Gather each line in the entries that includes the string "below".

*DATA*.
---+---

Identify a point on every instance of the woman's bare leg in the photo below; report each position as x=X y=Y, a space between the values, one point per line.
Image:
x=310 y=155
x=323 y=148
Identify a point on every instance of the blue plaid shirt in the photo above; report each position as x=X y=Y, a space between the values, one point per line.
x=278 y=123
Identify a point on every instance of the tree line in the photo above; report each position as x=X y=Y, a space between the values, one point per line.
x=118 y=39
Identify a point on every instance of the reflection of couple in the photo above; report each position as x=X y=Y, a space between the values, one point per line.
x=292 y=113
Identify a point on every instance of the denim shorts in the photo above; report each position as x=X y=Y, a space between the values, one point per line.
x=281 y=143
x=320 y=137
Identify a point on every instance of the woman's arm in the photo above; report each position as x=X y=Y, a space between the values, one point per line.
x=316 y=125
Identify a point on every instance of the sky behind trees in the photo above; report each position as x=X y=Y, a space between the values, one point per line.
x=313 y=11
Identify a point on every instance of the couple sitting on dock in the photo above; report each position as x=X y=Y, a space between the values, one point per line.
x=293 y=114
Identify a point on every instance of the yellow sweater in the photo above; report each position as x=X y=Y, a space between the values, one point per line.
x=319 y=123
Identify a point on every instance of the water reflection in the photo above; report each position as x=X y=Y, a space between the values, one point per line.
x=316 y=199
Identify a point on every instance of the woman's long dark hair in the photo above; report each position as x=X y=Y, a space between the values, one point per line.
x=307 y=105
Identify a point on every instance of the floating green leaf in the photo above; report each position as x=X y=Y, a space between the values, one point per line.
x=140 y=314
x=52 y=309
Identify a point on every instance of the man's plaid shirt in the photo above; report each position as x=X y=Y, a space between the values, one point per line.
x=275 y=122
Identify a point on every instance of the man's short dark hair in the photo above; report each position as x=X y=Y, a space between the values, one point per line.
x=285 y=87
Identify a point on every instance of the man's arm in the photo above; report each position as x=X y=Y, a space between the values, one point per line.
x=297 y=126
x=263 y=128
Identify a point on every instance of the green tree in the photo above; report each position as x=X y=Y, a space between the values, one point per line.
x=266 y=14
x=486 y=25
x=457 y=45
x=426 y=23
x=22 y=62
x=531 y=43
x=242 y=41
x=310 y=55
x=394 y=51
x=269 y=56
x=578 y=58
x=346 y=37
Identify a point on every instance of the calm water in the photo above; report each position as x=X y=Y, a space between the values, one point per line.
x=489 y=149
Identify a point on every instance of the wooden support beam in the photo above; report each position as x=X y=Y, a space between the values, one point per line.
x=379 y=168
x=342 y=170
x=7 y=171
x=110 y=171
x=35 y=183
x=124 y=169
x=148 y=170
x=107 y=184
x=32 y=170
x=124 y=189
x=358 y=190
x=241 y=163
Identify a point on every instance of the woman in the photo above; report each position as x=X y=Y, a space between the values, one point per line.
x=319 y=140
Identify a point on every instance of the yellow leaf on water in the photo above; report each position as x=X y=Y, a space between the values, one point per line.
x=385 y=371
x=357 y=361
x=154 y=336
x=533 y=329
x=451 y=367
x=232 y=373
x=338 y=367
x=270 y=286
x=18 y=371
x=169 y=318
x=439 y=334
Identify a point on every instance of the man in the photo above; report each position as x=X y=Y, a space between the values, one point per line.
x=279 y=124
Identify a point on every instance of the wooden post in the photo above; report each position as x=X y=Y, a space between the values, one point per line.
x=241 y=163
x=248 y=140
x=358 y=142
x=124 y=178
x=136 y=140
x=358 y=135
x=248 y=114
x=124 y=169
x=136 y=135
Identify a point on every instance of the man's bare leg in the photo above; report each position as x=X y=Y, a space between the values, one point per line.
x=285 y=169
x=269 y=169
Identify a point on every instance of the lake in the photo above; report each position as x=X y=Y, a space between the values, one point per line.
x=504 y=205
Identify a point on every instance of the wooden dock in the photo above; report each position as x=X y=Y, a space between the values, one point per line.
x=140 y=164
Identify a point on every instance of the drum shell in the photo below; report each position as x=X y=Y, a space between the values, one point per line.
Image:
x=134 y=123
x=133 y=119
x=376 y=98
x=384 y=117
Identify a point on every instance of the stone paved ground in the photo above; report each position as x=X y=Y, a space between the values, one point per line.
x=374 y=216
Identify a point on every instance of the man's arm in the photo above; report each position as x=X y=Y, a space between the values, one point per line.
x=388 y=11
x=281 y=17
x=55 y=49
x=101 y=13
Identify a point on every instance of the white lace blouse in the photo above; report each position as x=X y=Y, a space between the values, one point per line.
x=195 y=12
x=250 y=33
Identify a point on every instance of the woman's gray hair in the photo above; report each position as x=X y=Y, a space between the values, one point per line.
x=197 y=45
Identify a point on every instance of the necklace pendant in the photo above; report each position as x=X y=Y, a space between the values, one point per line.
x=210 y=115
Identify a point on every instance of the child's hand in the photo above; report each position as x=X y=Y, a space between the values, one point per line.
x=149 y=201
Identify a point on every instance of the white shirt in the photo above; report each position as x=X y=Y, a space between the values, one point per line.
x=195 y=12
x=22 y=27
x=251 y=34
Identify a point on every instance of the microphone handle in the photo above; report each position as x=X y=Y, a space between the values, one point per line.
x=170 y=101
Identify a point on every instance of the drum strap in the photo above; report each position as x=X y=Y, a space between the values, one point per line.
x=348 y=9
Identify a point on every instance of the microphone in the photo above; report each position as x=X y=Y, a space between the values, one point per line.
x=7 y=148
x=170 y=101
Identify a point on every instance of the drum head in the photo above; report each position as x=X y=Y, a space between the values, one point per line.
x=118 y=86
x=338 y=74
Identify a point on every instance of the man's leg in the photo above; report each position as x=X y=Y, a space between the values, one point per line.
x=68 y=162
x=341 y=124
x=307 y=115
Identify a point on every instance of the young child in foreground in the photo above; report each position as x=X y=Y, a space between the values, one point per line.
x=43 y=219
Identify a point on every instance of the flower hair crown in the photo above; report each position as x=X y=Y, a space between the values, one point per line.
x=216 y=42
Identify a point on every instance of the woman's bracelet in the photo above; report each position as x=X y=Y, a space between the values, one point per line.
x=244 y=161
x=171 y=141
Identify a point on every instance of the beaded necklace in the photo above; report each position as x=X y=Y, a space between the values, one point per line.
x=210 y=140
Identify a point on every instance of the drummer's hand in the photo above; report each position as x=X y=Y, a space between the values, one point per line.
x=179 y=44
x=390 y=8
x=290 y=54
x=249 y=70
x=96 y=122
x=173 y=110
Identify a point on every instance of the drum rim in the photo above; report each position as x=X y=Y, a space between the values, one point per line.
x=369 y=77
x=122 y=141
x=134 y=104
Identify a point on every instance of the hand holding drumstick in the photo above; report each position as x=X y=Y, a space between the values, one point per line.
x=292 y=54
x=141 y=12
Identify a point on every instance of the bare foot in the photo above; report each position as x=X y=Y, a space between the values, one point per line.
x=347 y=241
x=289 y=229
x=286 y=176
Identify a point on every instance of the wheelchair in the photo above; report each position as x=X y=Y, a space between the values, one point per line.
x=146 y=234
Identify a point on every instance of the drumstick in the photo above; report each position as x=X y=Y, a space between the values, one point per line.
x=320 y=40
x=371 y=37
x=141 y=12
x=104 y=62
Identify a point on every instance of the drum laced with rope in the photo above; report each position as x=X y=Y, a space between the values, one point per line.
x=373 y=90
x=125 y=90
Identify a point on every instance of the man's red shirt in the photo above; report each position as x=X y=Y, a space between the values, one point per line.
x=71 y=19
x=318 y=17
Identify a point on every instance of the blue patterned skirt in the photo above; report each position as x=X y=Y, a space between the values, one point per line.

---+---

*TASK RESULT*.
Identify a point on every instance of the woman's bare leg in the photo below; report each position as x=X y=Y, a space between the values, one point per line.
Identify a point on every instance of the drum shell in the photo below; report each position as x=X y=Y, a space between the values, one point per line.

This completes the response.